*AIM OF THE TASK:* Reproduce the lines of the records word for word, from the line containing "Please provide the mask of every instance of the concrete" through the last line of the records, inclusive.

*DATA EXCERPTS:*
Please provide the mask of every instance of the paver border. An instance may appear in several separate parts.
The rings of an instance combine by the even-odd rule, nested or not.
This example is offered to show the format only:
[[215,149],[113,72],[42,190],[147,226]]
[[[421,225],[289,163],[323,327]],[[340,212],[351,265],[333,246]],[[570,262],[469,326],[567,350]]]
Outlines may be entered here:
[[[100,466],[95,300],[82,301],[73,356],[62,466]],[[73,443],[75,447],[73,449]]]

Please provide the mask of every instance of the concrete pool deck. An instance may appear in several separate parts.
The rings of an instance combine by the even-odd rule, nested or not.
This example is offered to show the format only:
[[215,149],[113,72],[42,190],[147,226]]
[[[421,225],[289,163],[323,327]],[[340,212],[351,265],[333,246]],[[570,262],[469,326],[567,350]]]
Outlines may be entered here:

*TASK ANSWER:*
Please provide the mask of every instance of the concrete pool deck. An instance may appear in several separate parts.
The rings of an instance combine by the even-odd rule, nested or not.
This example is offered to show the format only:
[[215,149],[113,72],[42,190],[147,226]]
[[[421,225],[289,163],[323,327]],[[340,212],[351,265],[333,246]],[[570,262],[469,326],[567,350]]]
Outlines may be entered here:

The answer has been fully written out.